> SOURCE EXTRACT
Mawage. Mawage is wot bwings us togeder tooday. Mawage, that bwessed awangment, that dweam wifin a dweam...
How simple is getting married? For those who think morals pertain...I'm wondering and noticing in social circles I know of that people are getting married later. I don't think this a "new phenomenon", but I'm certainly a part of it and wondering what it's going to take? It seems to me there are more women running around who are more willing to...to take life's many and varied scenarios and make the best of it. I don't know how a woman falls in love, but it does seem there's some point where not everything has to be in order or make sense and that woman is still willing, willing to get married. Hmm.... I think men want as much order and certainty as women, but perhaps they need it less, even so, men want to be prepared to some extent, men with morals.

> DATA RECORDS
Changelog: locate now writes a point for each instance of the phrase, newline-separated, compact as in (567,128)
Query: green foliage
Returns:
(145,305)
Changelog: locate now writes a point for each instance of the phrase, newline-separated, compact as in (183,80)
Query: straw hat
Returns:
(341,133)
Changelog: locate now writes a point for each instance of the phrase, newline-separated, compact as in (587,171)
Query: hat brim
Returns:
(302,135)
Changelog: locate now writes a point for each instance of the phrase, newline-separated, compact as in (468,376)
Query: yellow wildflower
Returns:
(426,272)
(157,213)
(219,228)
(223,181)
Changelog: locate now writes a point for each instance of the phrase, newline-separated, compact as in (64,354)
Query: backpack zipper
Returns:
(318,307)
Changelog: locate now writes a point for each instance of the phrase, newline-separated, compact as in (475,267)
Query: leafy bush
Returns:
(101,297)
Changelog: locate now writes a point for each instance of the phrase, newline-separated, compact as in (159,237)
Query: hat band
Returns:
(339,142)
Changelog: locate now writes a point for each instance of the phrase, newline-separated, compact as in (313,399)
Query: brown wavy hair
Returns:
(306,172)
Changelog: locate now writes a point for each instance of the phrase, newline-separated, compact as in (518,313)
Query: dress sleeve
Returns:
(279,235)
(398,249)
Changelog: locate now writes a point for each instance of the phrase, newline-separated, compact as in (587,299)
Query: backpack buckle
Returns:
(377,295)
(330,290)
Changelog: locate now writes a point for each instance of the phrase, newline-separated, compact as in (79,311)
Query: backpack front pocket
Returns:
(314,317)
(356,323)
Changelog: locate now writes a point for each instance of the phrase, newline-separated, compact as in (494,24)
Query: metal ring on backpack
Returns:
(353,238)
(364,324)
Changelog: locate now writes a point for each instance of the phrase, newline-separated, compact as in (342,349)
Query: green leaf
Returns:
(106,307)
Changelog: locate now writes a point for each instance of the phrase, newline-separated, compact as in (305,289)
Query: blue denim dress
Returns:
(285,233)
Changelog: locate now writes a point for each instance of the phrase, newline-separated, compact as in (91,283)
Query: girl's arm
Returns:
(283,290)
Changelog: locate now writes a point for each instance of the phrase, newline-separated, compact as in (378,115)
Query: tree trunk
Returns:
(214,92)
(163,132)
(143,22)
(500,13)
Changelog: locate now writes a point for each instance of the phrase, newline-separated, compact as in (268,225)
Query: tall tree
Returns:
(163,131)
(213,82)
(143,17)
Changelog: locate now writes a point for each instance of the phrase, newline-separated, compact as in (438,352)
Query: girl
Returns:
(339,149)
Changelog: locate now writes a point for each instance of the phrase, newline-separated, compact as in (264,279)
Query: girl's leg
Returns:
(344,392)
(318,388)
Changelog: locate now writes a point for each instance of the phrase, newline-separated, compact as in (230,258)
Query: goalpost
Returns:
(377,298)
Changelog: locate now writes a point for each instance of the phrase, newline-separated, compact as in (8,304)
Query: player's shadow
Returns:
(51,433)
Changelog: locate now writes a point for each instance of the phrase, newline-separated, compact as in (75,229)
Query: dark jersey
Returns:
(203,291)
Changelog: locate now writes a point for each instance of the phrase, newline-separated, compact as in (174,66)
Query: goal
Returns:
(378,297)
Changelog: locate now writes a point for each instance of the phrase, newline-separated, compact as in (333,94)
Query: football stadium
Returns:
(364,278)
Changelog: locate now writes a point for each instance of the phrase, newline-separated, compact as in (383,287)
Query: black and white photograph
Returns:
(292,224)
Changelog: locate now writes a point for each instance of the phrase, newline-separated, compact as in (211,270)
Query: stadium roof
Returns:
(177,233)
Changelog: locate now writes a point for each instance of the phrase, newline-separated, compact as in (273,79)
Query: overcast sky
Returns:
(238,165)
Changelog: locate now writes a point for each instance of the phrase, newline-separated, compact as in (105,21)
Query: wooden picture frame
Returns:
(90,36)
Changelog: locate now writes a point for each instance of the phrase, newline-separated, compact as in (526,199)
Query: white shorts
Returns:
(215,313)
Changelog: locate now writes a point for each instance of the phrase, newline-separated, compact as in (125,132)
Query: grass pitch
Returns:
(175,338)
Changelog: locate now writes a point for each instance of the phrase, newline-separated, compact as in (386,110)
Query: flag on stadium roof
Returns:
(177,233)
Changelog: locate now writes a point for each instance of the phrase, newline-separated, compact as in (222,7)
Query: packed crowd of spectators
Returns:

> EXERCISE REQUIREMENTS
- a) In the post on getting married, what does the writer notice in the social circles they know of?
- b) Please translate this sentence from the post on getting married into Spanish: "How simple is getting married?"

> RESULTS OF THE TASKS
- a) People are getting married later.

- b) ¿Qué tan sencillo es casarse?